[begin QUOTED TEXT]
Ironic is a poem inspired largely by the area where I live, as I live in the middle of a southern bible belt which means that the majority of the Christians around me are Baptists which is just as terrifying as it sounds. Even though the church and science have been reconciled on the theory of evolution for over 500 years, there are still Christians here who don’t think humans are part of the animal kingdom, and that fact kills my soul a little every time I hear it.
Because I live in this particular area, there are few other Pagans around (there are some, but they are scattered and hard to find), and part of the reason I walk a solitary path is because there are no groups nearby (although there are more reasons than that alone, as my previous posts have shown).
I’ve lived in the same general area for the majority of my life, and I “came out” as Pagan (ironic, that we have to ‘come out’ about our faith like there’s some sort of shame to be had for not being Christian) before I even hit high school. I’ve never felt that hiding my faith has helped me, although I also don’t go up to people and introduce myself as being Pagan like it’s the only thing that defines me.
I’ve always lived by the policy that if you ask me, I’ll tell you the truth, but I don’t feel the need to force my truths on others when they don’t care to know what those truths may be. I’ve had a lot of people over the years assume I’m Christian without even asking me if that was what I believed, and I’ve always had mixed reactions depending on how old I was as well as the sincerity of the person in question.
I once had a woman hand me a book called “Jesus Saves” through the window of a drive-thru that I kept but never read because she was so sincere and sweet in the way she went about things – I could tell by her demeanor that she had never even considered the possibility that other faiths might exist and she was happy within the bubble she’d created for herself. Because of that, I found no reason to disillusion her and let her keep believing what she wished. In the end, what other people think I believe doesn’t matter at all, although I never used to believe that back in high school.
I’ve always had an eclectic group of friends, and, in high school, we would gather at our lunch table and discuss religion, politics, and sex – all the things we’re taught is taboo to discuss. But those taboos defined the group of friends I held because an open mind is a requirement in the age that we live within. The most memorable conversation of that group was when a self-proclaimed Wiccan accused me of being a devil-worshipper because I was Pagan – that is how badly Paganism is misunderstood by those who don’t study it properly. While I was disgusted by her ignorance, I was more disquieted by the fact that there are Pagans out there who don’t understand what Paganism actually means or what faiths it encompasses.
Another instance when I was reading a book about the Vikings and I was 25, I had a 16-year old girl approach me and ask me why I was reading a book about the Vikings. I could have lied and told her that I was interested in history but truthfully I find history books dull and monotonous and boring, so I told her the truth – that I was reading the book in order to find out more about the culture of the people who had originally worshiped the gods that I follow, and to say she was shocked would be to minimize the reaction she showed me.
[end QUOTED TEXT]
[begin DATASET CONTENT]
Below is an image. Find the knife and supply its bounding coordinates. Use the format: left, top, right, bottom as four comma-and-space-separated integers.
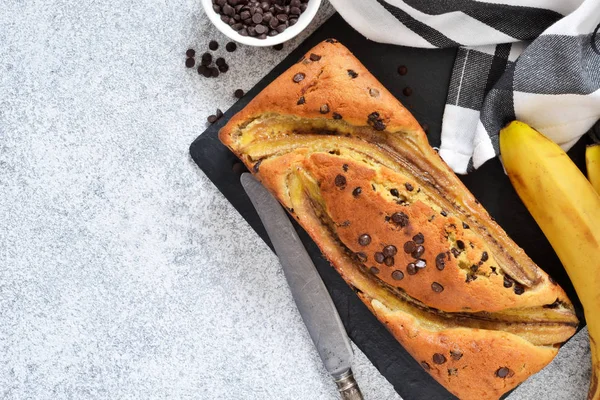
[end DATASET CONTENT]
- **SHORT PROBLEM 1**
Answer these questions using the essay on being Pagan in the bible belt:
(a) What was the title of the book the woman handed over through the drive-thru window?
(b) How old was the writer when a 16-year-old girl asked about the book on the Vikings?
(c) What did a self-proclaimed Wiccan accuse the writer of being?
- **SHORT PROBLEM 2**
Duplicate the passage from the essay on being Pagan in the bible belt, starting at "Ironic is a" and ending at "posts have shown).".

- **FULL ANSWER 1**
(a) "Jesus Saves"
(b) 25
(c) A devil-worshipper

- **FULL ANSWER 2**
Ironic is a poem inspired largely by the area where I live, as I live in the middle of a southern bible belt which means that the majority of the Christians around me are Baptists which is just as terrifying as it sounds. Even though the church and science have been reconciled on the theory of evolution for over 500 years, there are still Christians here who don’t think humans are part of the animal kingdom, and that fact kills my soul a little every time I hear it.
Because I live in this particular area, there are few other Pagans around (there are some, but they are scattered and hard to find), and part of the reason I walk a solitary path is because there are no groups nearby (although there are more reasons than that alone, as my previous posts have shown).